(Assignment)
Copy out each line of the data holding "white".

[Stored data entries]
- - -
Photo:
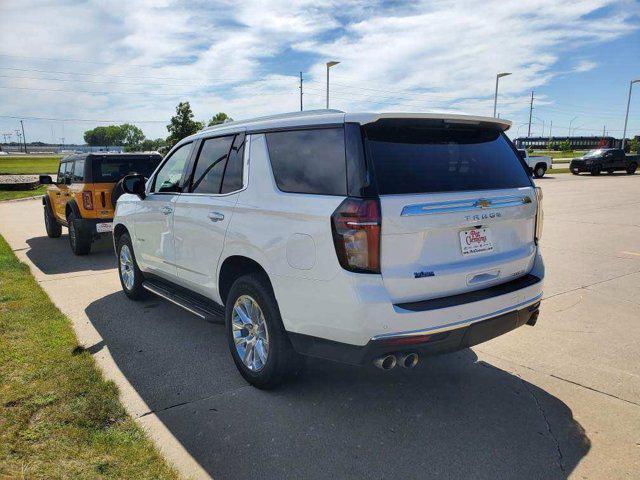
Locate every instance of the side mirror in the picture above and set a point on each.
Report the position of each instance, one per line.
(134, 184)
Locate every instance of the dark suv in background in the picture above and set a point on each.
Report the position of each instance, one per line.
(605, 160)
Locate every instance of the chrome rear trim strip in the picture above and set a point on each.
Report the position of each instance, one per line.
(465, 205)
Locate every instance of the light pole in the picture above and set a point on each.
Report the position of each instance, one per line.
(329, 65)
(495, 95)
(626, 117)
(570, 123)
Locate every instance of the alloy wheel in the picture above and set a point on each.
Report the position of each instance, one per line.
(126, 267)
(250, 333)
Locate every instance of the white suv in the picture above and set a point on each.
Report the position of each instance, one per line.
(362, 238)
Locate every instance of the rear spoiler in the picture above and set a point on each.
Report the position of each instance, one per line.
(364, 118)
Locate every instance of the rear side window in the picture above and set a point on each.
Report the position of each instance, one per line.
(309, 161)
(207, 177)
(233, 172)
(413, 156)
(110, 169)
(78, 171)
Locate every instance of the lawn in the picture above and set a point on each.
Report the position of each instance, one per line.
(58, 417)
(13, 194)
(29, 164)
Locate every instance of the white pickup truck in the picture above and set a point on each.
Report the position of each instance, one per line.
(539, 165)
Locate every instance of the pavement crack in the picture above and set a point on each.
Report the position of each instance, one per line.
(195, 400)
(548, 425)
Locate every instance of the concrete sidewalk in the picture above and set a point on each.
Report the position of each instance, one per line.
(559, 400)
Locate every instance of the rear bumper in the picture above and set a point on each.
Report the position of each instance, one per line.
(89, 226)
(422, 343)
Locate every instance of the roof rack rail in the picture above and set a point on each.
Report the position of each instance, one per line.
(303, 113)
- - -
(Reply to the exercise)
Locate every instance of the white suv in the picture above and set a point on each.
Locate every instance of the white pickup truck in the picture above and set a point on each.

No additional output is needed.